**WRITTEN TASK:**
Rewrite everything from the line containing "Task: indicate the stadium stairway" down to the end of the records as a two-column CSV with the headers input and output, one row per record. Put each record's task text and its coordinates in one quoted field apiece, with line breaks replaced by spaces.

##### TASK DATA

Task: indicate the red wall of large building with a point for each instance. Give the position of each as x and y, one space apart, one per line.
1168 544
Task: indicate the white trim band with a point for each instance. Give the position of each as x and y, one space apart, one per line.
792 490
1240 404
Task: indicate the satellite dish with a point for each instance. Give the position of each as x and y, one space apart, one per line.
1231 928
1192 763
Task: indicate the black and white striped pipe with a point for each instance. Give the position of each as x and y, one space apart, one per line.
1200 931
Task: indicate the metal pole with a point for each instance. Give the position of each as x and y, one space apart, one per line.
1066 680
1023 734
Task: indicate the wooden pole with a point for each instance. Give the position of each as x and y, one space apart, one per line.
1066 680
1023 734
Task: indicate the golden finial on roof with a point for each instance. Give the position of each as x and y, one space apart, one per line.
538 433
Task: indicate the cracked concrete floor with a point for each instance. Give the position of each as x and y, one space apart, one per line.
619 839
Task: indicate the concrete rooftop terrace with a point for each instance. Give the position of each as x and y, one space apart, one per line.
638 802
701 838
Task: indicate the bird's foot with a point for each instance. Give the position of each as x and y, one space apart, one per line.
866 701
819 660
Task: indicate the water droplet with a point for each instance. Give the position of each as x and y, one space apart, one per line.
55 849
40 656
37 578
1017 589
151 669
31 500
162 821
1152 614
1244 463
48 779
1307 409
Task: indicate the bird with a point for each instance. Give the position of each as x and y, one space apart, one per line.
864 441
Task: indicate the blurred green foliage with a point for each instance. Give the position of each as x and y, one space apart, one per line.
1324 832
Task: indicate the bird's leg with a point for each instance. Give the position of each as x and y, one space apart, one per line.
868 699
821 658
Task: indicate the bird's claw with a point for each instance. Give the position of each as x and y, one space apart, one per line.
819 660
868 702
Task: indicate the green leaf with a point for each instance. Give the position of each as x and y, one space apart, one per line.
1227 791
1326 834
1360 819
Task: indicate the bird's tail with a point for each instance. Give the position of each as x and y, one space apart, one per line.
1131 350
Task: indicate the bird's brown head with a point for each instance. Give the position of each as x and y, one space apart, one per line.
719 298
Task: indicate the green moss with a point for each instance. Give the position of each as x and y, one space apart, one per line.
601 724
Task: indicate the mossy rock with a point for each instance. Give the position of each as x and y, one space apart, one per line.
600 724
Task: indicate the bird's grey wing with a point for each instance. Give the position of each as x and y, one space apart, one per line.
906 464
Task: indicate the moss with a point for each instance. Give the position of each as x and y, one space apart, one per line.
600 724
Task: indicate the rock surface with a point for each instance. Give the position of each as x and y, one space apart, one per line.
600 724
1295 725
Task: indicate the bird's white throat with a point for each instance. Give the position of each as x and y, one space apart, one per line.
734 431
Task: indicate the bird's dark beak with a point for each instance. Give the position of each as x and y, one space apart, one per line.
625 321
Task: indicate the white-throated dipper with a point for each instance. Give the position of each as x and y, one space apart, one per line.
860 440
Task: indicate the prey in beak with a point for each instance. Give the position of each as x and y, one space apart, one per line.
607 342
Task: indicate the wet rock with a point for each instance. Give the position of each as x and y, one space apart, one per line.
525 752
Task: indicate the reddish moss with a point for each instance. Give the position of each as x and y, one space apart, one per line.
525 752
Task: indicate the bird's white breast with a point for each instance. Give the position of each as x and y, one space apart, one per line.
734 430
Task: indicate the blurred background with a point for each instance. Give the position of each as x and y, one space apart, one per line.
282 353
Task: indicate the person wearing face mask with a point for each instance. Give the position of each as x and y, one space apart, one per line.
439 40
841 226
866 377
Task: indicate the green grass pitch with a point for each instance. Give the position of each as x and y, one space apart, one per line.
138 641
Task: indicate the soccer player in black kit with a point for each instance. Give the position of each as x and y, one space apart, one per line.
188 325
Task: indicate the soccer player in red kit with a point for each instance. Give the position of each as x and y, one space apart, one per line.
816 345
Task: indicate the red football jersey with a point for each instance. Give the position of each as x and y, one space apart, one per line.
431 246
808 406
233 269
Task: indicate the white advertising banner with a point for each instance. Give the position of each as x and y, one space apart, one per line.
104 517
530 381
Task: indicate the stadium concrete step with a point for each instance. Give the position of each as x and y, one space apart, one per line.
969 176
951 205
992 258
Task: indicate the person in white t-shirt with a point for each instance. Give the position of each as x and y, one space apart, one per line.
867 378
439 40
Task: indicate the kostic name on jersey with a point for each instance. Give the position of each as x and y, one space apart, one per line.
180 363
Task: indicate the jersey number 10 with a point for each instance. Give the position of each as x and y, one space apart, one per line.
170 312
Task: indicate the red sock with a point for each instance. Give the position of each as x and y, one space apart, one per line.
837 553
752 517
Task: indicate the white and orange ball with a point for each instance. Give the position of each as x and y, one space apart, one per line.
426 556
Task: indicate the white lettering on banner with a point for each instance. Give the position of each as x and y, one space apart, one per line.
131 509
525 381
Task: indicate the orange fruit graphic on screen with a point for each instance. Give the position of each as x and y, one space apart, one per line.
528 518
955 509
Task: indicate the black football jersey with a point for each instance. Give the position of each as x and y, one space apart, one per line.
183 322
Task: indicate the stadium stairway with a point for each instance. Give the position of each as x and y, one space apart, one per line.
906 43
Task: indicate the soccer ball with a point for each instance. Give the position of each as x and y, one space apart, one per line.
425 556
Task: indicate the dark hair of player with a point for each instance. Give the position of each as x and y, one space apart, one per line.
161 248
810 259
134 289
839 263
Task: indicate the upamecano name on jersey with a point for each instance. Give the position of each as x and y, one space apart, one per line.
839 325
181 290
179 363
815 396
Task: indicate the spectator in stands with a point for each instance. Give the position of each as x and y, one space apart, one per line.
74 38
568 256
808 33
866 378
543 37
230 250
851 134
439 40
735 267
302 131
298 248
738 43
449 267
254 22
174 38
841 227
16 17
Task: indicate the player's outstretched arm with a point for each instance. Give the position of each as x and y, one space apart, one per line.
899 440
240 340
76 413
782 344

##########

**TASK SOLUTION:**
input,output
"Task: indicate the stadium stairway with a point for each instance. Give the position of each as x and y, one space apart, one per line.","906 43"
"Task: indicate the soccer ball with a point for each instance. Give the position of each as x and y, one space apart, one per line.","425 556"
"Task: indicate the dark hair of player with a point for each instance. Give the position of each as x and y, one space apart, one per line.","161 248 810 259 134 289 839 263"
"Task: indicate the upamecano name on jersey with a point for each instance. Give the position of each as x and y, one space apart, one per line.","839 325 181 290 179 363 815 396"
"Task: indicate the spectator in stands with a point for each instance. Give the position of each as x and y, one space apart, one per line.","74 38 568 256 808 33 866 378 543 37 230 250 851 134 439 40 735 267 302 131 298 248 738 43 449 267 254 22 174 38 841 227 16 17"
"Task: indicate the player's outstretched arm with a point for each instance. Give the position of each as x and y, one space apart, one per line.","899 440 240 340 76 413 782 344"